Every line of the data below is to be duplicated exactly, pictures excepted.

****

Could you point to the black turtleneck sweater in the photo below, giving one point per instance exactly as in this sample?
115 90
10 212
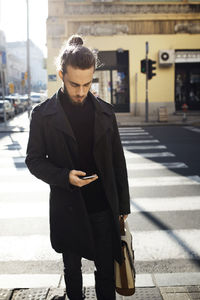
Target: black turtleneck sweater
81 118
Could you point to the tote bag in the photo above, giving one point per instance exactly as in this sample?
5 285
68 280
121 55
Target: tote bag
125 272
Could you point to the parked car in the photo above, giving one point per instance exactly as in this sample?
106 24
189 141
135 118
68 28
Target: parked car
24 101
9 109
35 97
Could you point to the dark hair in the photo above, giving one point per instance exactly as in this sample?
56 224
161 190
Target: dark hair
76 55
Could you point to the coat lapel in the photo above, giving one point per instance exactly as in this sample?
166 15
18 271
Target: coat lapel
102 119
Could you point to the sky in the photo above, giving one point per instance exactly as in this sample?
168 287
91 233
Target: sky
13 21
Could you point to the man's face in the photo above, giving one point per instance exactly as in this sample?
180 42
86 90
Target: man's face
77 83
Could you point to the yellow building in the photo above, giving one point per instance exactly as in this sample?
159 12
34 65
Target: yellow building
119 30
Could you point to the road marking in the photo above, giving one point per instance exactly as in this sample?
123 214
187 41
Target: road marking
133 133
145 147
130 128
165 204
166 244
12 171
148 246
192 129
128 154
19 187
156 166
164 181
140 142
16 210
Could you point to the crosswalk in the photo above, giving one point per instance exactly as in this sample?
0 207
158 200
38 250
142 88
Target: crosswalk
159 238
165 198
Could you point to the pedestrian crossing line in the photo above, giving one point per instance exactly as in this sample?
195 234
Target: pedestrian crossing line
130 129
129 154
166 244
192 129
145 147
165 204
13 210
20 187
10 160
148 246
164 181
11 171
133 133
16 210
156 166
39 186
139 142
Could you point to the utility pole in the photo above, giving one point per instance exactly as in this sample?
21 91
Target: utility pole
28 61
2 74
147 72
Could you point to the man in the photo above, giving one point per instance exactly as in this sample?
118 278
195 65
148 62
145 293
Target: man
73 135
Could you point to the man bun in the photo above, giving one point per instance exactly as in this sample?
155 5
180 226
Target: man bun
75 40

****

• Completed exercise:
Could you point to the black turtleneck sweater in the photo below, giving one point per instance exactly as in this sample?
115 90
10 212
Target: black turtleneck sweater
81 118
Could you point to the tote bag in the photo above, giving one point per instance exactly as in this sample?
5 285
68 280
121 55
Target: tote bag
125 272
Could you point to the parked car in the photo above, giving one point per instance exactly as in this sample?
106 24
189 141
135 118
68 28
Target: parked car
24 101
9 109
35 97
Could you point to the dark hair in the photo above, giving one point per instance exactly as in this sample?
56 224
161 190
Target: dark hair
76 55
Could you point to the coat lapel in the photo above, giving one point per instance exactly as in this sample?
166 15
18 271
Target: coat lapel
102 119
Could you point to the sky in the photo above, giving one point per instance exactly as in this sample?
168 287
91 233
Target: sky
13 21
Could you point to the man's face in the photo above, giving one point per instance exactly as in this sample?
180 42
86 90
Target: man's face
77 83
Could you point to the yellow building in the photo above, giving one point per instance exactly as in this sample?
159 12
34 65
Target: yellow building
119 30
Could you point to the road marking in the photo above, giving one point per instance exactly as in this sample?
123 214
187 41
Target: road marking
133 133
145 147
130 128
165 204
166 244
12 171
148 246
192 129
128 154
19 187
156 166
164 181
140 142
16 210
Could you point to the crosswalk in the photo above, giving one point per instance exactly as in this sample?
0 207
158 200
38 250
142 88
Target: crosswalk
159 238
165 198
Could you point to the pedestrian crossing line in the photo above, giving one point per instance exactly as in this sample?
195 234
Target: pedestrian crossing line
130 129
129 154
166 244
192 129
145 147
165 204
13 210
20 187
10 160
148 246
164 181
11 171
133 133
16 210
156 166
39 186
139 142
Could you point to the utility pole in the photo above, giving one point per instance exactly as in this sample?
21 91
Target: utility pole
28 61
2 74
147 72
Could you point to the man in the photo above, giving one point per instance exactly as in this sample?
118 278
195 65
148 62
145 293
Target: man
73 135
Could you point to the man bun in the photo above, giving one point per instance exactly as in this sample?
155 5
180 226
Target: man bun
75 40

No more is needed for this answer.